### Esercizio
Prosegui il brano sulla strategia del centrosinistra verso l'elezione del presidente, iniziando subito dopo la sua ultima frase.

─── Brano di partenza

Un primo nodo strutturale da sciogliere, quindi, sarà la capacità del centrosinistra di riconfigurare sé stesso secondo un’identità plurale attorno al tema del rispetto, senza cadere preda delle divisioni interne. Una seconda questione riguarda la capacità del centrosinistra di condurre il centrodestra alla consapevolezza che nessuno ha i numeri per imporre il proprio candidato. Si potrebbe stipulare un patto che conduca i poli rivali, che poi dovranno competere alle elezioni, alla conclusione della legislatura.

Del resto, le vere sfide per il Paese sono altre: porre sotto controllo la pandemia (quest’anno non si è chiuso nulla), la realizzazione del PNRR con la sua ingente mole di investimenti, mantenere alta la crescita dell’economia che dovrebbe toccare il record del 6,3%, contenere l’inflazione importata per i prodotti energetici. Per questo le quotazioni di Mario Draghi, nonostante il no di Berlusconi, restano alte anche se il quadro si è fatto incerto e vischioso, con candidature che nasceranno e moriranno in poche ore. È la conflittualità tra le coalizioni e dentro le coalizioni che mantiene il suo nome come una garanzia per far progredire il Paese avendo come riferimento l’interesse generale. È difficile immaginare, infatti, che il governo possa continuare a operare se la maggioranza che elegge il presidente è molto diversa da quella che sorregge il governo.

Il centrosinistra sembra avere investito risorse su un discorso di rassicurazione sia verso un Parlamento che teme le elezioni anticipate, sia verso il Paese. Se è vero che le grandi sfide incombono e che hanno acutizzato la domanda di sicurezza dei cittadini, occorre muoversi come «forza tranquilla» che parla a un’audience che domanda stabilità e fiducia. La difesa di Draghi corrisponde a questi bisogni diffusi di rassicurazione. Il dialogo senza preclusioni con il centrodestra è un segnale di attenzione ai timori sulle possibili ricadute negative sull’economia e sul controllo dell’epidemia di un conflitto politico. Il centrosinistra, soprattutto con Letta, non ha risposto al centrodestra sul piano identitario, evitando lo scontro. Ha avviato un discorso resiliente, ma non meno determinato. In questo modo si è spostata l’attenzione dal confronto tra identità alla discussione sulla effettiva praticabilità di una prova di forza. Il centrosinistra sembra collocarsi in una posizione di attesa, che consenta l’eventuale maturazione nel centrodestra di una mediazione. Ma deve a sua volta fare attenzione alle spinte centrifughe di alcune sue componenti, che vogliono puntare su nomi che non consentono una condivisione.

──────
─── Materiale fornito

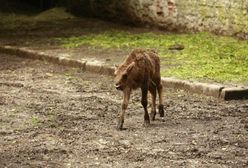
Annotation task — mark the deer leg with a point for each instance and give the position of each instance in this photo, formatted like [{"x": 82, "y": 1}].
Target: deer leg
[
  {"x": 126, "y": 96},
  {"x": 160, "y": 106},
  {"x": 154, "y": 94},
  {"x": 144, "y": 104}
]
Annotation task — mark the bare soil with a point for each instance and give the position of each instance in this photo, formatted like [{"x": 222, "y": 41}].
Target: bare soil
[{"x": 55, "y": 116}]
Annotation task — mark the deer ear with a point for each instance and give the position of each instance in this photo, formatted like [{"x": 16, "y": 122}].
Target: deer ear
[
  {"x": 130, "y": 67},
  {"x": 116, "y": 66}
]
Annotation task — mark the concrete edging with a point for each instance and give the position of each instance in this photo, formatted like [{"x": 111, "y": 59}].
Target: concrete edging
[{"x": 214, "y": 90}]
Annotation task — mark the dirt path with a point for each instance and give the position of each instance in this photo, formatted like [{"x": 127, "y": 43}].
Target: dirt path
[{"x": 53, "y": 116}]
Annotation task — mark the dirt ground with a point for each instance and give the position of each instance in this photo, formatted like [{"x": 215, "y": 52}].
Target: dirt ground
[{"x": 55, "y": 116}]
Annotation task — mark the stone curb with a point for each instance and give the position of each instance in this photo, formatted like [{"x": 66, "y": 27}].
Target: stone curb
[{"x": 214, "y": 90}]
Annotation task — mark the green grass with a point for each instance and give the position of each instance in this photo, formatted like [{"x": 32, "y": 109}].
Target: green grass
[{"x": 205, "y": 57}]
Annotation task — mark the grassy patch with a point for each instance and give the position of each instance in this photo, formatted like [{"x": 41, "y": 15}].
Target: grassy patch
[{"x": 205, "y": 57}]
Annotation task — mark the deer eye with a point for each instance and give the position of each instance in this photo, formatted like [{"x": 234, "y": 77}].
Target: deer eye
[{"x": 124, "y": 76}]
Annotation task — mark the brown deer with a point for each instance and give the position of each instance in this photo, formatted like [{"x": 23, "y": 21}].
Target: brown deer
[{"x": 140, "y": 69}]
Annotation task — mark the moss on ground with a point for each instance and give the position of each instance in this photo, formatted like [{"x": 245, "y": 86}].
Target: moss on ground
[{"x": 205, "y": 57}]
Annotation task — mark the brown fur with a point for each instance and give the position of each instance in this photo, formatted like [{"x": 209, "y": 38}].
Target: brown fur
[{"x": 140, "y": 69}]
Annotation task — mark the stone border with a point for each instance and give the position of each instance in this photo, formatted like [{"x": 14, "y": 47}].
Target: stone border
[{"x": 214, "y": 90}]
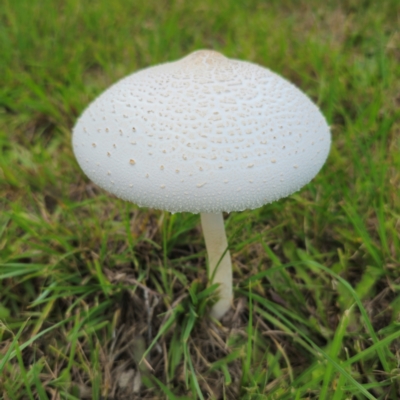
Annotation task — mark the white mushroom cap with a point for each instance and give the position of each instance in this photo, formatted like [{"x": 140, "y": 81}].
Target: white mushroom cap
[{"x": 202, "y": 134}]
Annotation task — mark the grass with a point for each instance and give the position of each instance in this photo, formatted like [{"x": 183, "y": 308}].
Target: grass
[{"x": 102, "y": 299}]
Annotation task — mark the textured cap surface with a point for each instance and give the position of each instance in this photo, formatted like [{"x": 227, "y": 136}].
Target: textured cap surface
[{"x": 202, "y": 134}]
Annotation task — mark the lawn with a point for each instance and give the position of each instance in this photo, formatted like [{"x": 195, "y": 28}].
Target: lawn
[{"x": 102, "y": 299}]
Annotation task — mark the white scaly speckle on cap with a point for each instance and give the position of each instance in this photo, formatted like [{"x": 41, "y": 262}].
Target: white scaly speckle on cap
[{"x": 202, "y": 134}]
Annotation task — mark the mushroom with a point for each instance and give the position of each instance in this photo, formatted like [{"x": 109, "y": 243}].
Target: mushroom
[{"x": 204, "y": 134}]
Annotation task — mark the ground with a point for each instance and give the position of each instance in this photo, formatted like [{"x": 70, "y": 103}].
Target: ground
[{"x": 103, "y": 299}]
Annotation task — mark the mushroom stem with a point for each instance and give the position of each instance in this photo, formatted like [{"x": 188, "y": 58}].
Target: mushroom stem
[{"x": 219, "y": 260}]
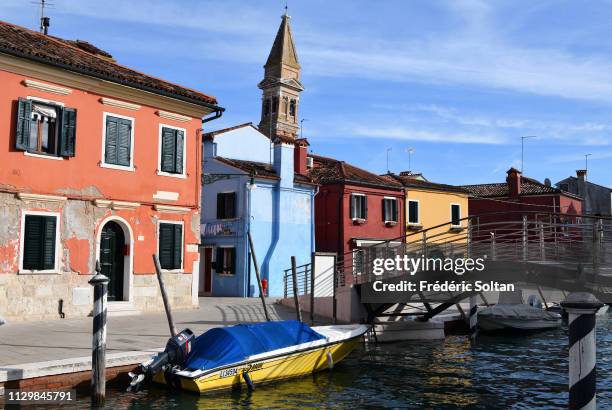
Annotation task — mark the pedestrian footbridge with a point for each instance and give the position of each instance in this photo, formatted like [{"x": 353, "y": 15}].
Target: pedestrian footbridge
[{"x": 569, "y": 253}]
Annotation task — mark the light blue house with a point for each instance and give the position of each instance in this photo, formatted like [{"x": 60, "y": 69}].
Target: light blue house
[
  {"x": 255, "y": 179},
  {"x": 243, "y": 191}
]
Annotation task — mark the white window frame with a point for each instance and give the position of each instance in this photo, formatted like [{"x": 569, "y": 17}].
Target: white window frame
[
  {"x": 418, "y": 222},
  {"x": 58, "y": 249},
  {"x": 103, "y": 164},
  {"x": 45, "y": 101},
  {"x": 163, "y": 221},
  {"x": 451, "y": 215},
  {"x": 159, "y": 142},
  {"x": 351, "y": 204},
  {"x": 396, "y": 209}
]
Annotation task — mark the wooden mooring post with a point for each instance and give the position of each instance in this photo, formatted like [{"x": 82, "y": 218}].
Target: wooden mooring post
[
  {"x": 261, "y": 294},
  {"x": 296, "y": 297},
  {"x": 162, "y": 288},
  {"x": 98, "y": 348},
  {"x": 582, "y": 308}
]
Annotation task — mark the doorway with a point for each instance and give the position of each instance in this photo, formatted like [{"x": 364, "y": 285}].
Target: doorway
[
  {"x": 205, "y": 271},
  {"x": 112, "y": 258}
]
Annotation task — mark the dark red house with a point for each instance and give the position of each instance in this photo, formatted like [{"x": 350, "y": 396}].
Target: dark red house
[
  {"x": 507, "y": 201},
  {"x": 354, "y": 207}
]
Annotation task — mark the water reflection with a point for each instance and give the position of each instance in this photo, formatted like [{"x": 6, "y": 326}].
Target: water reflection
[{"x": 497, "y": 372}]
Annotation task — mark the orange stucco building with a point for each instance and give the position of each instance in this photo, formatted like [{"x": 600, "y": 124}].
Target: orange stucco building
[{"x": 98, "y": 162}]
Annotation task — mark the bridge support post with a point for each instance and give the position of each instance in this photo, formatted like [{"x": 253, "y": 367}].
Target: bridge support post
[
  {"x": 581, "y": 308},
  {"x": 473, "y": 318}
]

──────
─── Materiale fornito

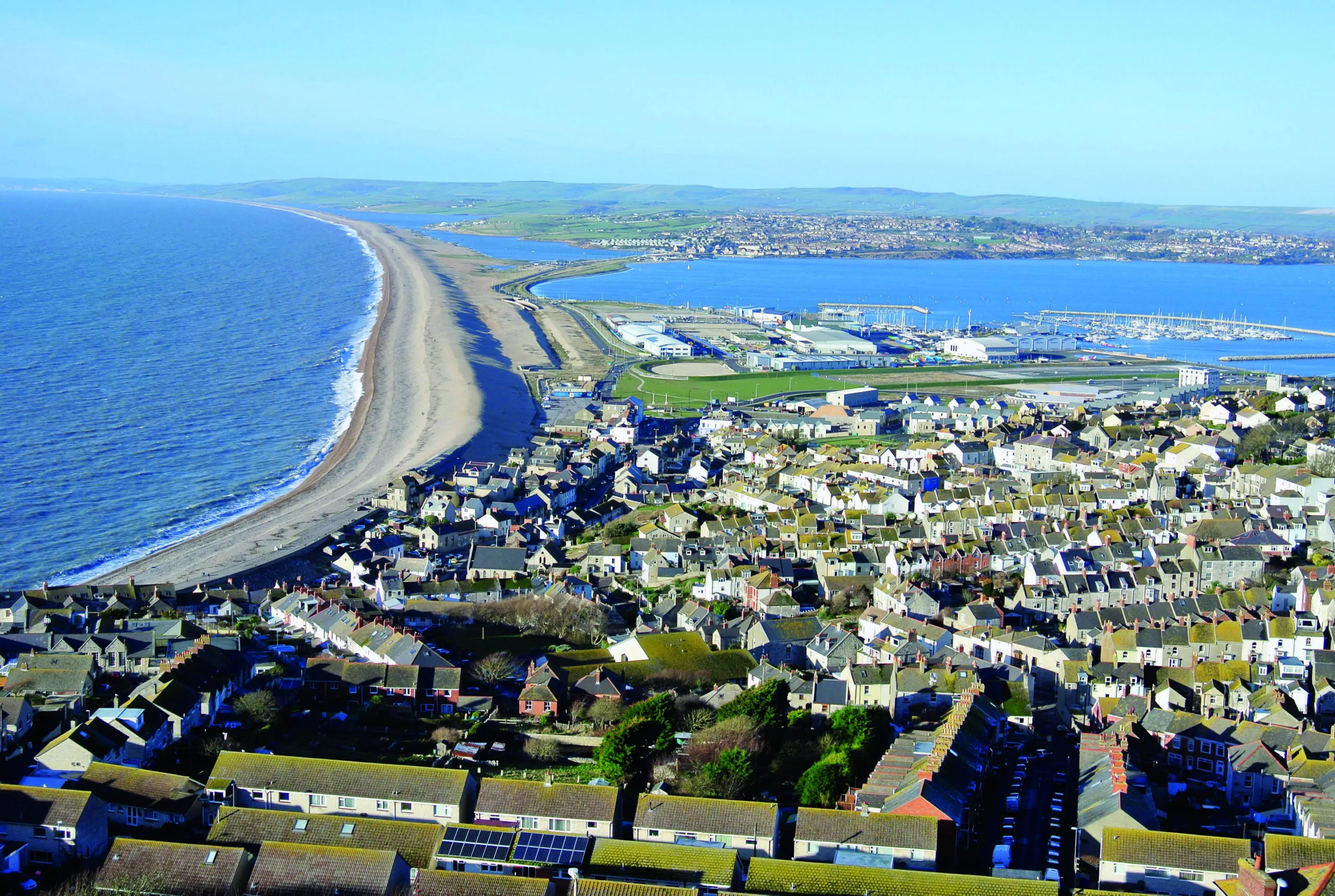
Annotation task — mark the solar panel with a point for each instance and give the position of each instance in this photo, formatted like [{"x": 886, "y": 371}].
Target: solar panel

──────

### Spazio risposta
Il Quirinale come rappresentazione del Paese
Il centrosinistra, quindi, sembra aver compreso che deve rispondere allo stato emotivo della società. L’insicurezza non ha solo radici economiche e sociali, deriva anche da uno stato d’ansia per la mancanza di riferimenti, di valori in cui credere. La corsa al Quirinale, in questa prospettiva, si identifica come una rappresentazione del Paese. Può mettere in scena la narrazione di una crisi di sistema oppure il racconto di un Paese unito, impegnato a superare antichi limiti.

Se l’opinione pubblica internazionale oggi guarda all’Italia come a una nazione che ha reagito meglio di altre alla pandemia e che sta mettendo a segno una crescita economica tra le più robuste, se i mercati internazionali scrutano il Quirinale, se i più importati quotidiani del mondo seguono le elezioni, è perché l’Italia ha smentito i pronostici più infausti. L’unità nazionale sembra al momento la cornice dalla quale non si può prescindere, che forse corrisponde alla ricerca di fiducia e di stabilità del Paese. Non sprecare l’occasione significa difendere il futuro. Il Quirinale è il messaggio. Perché restituirà a noi stessi e al mondo la nuova rappresentazione dell’Italia, del chi siamo all’epoca del virus, tra frammentazione e unità. E per i partiti è l’opportunità di recuperare parte della credibilità perduta.